_Input data_.
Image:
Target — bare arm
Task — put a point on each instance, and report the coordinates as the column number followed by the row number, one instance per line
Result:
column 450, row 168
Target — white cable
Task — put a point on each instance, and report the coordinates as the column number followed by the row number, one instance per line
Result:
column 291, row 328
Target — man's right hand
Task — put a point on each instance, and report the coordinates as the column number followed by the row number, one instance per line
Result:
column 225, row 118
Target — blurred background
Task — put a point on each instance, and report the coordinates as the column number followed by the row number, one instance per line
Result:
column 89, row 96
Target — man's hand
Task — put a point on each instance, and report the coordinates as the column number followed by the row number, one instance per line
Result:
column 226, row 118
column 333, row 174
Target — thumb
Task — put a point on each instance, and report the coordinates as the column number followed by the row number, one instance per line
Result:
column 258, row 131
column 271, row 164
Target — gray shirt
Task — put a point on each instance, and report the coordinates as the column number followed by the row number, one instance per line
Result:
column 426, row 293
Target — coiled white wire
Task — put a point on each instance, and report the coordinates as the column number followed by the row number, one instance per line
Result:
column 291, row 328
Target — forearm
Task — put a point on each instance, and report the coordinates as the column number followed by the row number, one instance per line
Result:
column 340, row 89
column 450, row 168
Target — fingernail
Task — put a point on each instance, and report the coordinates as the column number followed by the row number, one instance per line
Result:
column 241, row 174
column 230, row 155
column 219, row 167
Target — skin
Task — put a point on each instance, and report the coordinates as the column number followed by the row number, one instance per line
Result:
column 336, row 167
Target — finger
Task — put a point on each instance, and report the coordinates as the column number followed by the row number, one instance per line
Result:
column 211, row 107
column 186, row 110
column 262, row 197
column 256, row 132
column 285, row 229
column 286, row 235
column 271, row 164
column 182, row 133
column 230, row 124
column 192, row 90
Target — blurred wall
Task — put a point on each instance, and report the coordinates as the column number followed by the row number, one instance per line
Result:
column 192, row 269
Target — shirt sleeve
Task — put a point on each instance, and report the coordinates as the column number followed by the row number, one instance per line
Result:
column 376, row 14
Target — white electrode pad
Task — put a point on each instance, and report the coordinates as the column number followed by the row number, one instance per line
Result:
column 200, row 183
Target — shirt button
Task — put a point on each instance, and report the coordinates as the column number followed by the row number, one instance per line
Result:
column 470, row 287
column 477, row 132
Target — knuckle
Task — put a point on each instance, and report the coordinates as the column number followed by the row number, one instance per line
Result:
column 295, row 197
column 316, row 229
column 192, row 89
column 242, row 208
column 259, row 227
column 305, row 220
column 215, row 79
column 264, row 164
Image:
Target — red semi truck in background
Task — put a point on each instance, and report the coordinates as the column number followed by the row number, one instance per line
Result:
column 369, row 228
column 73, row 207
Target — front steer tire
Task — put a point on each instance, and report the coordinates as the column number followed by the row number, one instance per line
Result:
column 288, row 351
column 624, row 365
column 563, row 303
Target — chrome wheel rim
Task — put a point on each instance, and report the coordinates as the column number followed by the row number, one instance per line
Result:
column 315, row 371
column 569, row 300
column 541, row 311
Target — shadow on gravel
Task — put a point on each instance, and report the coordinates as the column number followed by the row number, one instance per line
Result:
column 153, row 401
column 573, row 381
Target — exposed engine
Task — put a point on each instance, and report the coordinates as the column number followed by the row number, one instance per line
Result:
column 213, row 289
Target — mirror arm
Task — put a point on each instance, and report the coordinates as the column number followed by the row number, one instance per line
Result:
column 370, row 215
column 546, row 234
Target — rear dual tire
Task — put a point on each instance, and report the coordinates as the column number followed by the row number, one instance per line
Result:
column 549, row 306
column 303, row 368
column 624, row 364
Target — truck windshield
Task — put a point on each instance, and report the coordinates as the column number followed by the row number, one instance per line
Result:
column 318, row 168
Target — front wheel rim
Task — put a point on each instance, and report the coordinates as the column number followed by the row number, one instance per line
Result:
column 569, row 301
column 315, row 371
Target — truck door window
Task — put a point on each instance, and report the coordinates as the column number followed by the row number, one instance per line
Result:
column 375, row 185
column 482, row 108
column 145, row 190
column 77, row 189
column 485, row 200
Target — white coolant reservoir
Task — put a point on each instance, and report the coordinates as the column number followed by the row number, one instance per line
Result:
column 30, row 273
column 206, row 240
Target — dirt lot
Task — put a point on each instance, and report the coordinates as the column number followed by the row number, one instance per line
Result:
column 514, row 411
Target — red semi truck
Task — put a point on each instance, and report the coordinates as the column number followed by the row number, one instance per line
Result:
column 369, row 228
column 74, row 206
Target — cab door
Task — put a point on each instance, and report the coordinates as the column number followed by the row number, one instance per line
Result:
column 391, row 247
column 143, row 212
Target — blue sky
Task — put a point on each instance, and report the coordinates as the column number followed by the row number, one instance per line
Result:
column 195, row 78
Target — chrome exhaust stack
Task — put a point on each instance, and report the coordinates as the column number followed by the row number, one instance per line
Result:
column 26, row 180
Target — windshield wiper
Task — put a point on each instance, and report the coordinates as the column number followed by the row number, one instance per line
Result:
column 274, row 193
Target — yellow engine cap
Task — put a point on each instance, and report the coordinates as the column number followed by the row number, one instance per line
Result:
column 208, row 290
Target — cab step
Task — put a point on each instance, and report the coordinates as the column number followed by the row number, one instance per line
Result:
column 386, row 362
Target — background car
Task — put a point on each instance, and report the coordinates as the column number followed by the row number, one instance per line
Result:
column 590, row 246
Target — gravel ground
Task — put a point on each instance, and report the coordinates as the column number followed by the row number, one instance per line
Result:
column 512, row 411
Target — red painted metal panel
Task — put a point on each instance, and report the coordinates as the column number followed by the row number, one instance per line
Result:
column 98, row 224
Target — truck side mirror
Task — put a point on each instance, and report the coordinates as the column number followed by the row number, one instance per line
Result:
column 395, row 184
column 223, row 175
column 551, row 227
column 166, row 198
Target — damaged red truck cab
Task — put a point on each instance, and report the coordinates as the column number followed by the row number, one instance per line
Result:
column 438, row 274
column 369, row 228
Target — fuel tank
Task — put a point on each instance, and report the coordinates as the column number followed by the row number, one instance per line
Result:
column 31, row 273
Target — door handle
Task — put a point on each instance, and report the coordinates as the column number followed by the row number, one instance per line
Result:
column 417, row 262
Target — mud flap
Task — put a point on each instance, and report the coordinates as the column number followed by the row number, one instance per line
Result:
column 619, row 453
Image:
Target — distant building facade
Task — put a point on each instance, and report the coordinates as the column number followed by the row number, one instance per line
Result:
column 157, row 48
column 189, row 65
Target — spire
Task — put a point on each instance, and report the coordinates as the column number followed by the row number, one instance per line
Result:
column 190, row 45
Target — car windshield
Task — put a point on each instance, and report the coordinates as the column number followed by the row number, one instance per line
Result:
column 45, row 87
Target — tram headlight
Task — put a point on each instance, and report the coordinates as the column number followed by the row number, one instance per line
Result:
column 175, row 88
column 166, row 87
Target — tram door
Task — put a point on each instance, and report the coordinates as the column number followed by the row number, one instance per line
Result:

_What the task requires_.
Only an exact transcription of all the records above counts as an answer.

_Reply to the exercise_.
Image:
Target — bare arm
Task — put a point on each instance, and report the coordinates as the column number followed by the row number, one instance per line
Result:
column 450, row 168
Target — white cable
Task — put a point on each instance, and report the coordinates as the column number followed by the row number, one instance per line
Result:
column 291, row 328
Target — man's right hand
Task — put a point on each instance, and report the coordinates as the column number followed by the row number, one instance per line
Result:
column 225, row 118
Target — blurred background
Task — put a point on each instance, and report the coordinates as the column number followed by the row number, one instance per line
Result:
column 89, row 96
Target — man's hand
Task — put a point on each instance, and report the coordinates as the column number followed by the row number, one instance per line
Result:
column 226, row 118
column 333, row 174
Target — thumb
Task — put a point on each instance, and report the coordinates as the column number followed by the row number, one instance per line
Result:
column 258, row 131
column 271, row 164
Target — gray shirt
Task — put a point on each instance, and report the coordinates as the column number followed by the row number, one instance per line
Result:
column 426, row 293
Target — coiled white wire
Task — put a point on each instance, and report the coordinates as the column number followed by the row number, one instance per line
Result:
column 291, row 328
Target — forearm
Task — put a point on each instance, and report the coordinates as the column number followed by the row number, one instance per line
Result:
column 340, row 89
column 450, row 168
Target — fingernail
Task — put a point on each instance, and report the coordinates as the column number followed by the row number, one instance per line
Result:
column 241, row 174
column 230, row 155
column 219, row 167
Target — skin
Task — put a point on each instance, and report the coordinates as the column number followed by the row number, one instance per line
Result:
column 336, row 167
Target — finger
Task — put a point on each instance, and report the coordinates as the column number followed by the row number, one instance per line
Result:
column 211, row 107
column 186, row 110
column 262, row 197
column 256, row 132
column 285, row 229
column 286, row 235
column 271, row 164
column 182, row 133
column 230, row 124
column 192, row 90
Target — blurred wall
Task — put a point on each instance, and report the coordinates as the column number followed by the row number, one instance per line
Result:
column 192, row 269
Target — shirt sleeve
Task — put a point on each instance, and report the coordinates as the column number followed by the row number, one instance per line
Result:
column 376, row 14
Target — white electrode pad
Task — put a point on each instance, and report the coordinates as the column number followed by the row number, one instance per line
Result:
column 200, row 183
Target — shirt button
Task — put a point on each instance, and report the coordinates as the column number followed by the row number, one instance per line
Result:
column 470, row 287
column 477, row 132
Target — knuckle
Task — put a point on each instance, and report the coordinates as the column number followed by the row number, one instance per line
Result:
column 295, row 197
column 316, row 229
column 192, row 89
column 242, row 208
column 259, row 227
column 305, row 220
column 215, row 79
column 264, row 164
Image:
Target — red semi truck in background
Task — put a point on each instance, and report the coordinates as the column number followed by the row number, one instance per line
Result:
column 369, row 228
column 73, row 207
Target — front steer tire
Task — put a point on each instance, and report the coordinates as the column number followed by the row number, one instance per line
Result:
column 288, row 351
column 624, row 365
column 563, row 303
Target — chrome wheel rim
Task — put a point on each instance, and report the coordinates as the column number followed by the row number, one instance per line
Result:
column 315, row 371
column 569, row 300
column 541, row 311
Target — shadow on gravel
Task — put a point on each instance, and report the coordinates as the column number followed by the row number, one instance per line
Result:
column 153, row 401
column 573, row 381
Target — exposed engine
Task — put a point on each instance, and report the coordinates as the column number followed by the row number, one instance per line
Result:
column 213, row 289
Target — mirror arm
Task — put a point on each instance, and report the coordinates as the column number followed by the row number, one instance per line
Result:
column 370, row 215
column 546, row 234
Target — rear dual tire
Task — put a point on each instance, and report the coordinates as the column number followed by the row number, one instance per line
Result:
column 549, row 306
column 303, row 368
column 624, row 364
Target — truck windshield
Task — put a point on each instance, and report the coordinates as the column number followed by the row number, one instance per line
Result:
column 318, row 168
Target — front wheel rim
Task — put a point on each instance, and report the coordinates as the column number followed by the row number, one instance per line
Result:
column 569, row 301
column 315, row 371
Target — truck door window
Task — put a point on each instance, and report the coordinates as the column number followed by the row number, one instance per line
Result:
column 375, row 185
column 482, row 108
column 145, row 190
column 77, row 189
column 485, row 200
Target — white coolant reservoir
Task — put a point on each instance, and report the coordinates as the column number followed by the row number, one instance per line
Result:
column 30, row 273
column 206, row 240
Target — dirt lot
Task — put a point on each instance, and report the coordinates as the column number followed by the row number, one instance per line
Result:
column 514, row 411
Target — red semi truck
Task — put a point on each instance, and report the coordinates as the column number followed by the row number, one instance per line
Result:
column 369, row 228
column 74, row 206
Target — cab door
Task — put a point on each instance, and report the coordinates as the column number followed by the row number, one instance per line
Result:
column 391, row 247
column 143, row 212
Target — blue sky
Task — put a point on each instance, and report the coordinates as the column number followed by the row number, one instance per line
Result:
column 195, row 78
Target — chrome exhaust stack
Task — put a point on each instance, and report the coordinates as the column number followed by the row number, one instance per line
Result:
column 26, row 180
Target — windshield wiper
Task — put a point on each instance, and report the coordinates as the column number followed by the row number, one instance per line
Result:
column 274, row 193
Target — yellow engine cap
Task — put a point on each instance, and report the coordinates as the column number followed by the row number, one instance per line
Result:
column 208, row 290
Target — cab step
Task — put a point on each instance, and report the coordinates as the column number followed by the row number, one instance per line
Result:
column 386, row 362
Target — background car
Task — put a point on each instance, and report the coordinates as the column number followed by the row number, one instance per line
Result:
column 590, row 246
Target — gravel ground
Task — put a point on each instance, and report the coordinates as the column number followed by the row number, one instance per line
Result:
column 512, row 411
Target — red painted metal panel
Task — put a point on each instance, and report the coordinates as the column number followed by the row number, one instance per line
Result:
column 98, row 224
Target — truck side mirror
Task — put a point on each instance, and report the coordinates as the column number followed by the row number, one instance per line
Result:
column 395, row 184
column 223, row 175
column 551, row 227
column 166, row 198
Target — damaged red truck cab
Task — put a point on each instance, and report the coordinates as the column number followed by the row number, one instance per line
Result:
column 438, row 274
column 369, row 228
Target — fuel tank
Task — put a point on each instance, and report the coordinates as the column number followed by the row number, one instance per line
Result:
column 31, row 273
Target — door handle
Task — put a point on each instance, and report the coordinates as the column number followed by the row number, one instance per line
Result:
column 417, row 262
Target — mud flap
Task — put a point on each instance, and report the coordinates as the column number followed by the row number, one instance per line
Result:
column 619, row 453
Image:
Target — distant building facade
Task — put a point on each instance, and report the coordinates as the column number followed by the row number, one instance per line
Result:
column 157, row 48
column 189, row 65
Target — spire
Task — put a point on each instance, and report the coordinates as the column number followed by the row number, one instance per line
Result:
column 190, row 45
Target — car windshield
Task — put a point on each instance, and report the coordinates as the column number followed by the row number, one instance per line
Result:
column 45, row 87
Target — tram headlight
Task — put a point on each instance, and report the coordinates as the column number followed by the row number, one instance per line
Result:
column 175, row 88
column 166, row 87
Target — tram door
Task — put a point on each instance, and report the coordinates as the column number followed by the row number, one instance per line
Result:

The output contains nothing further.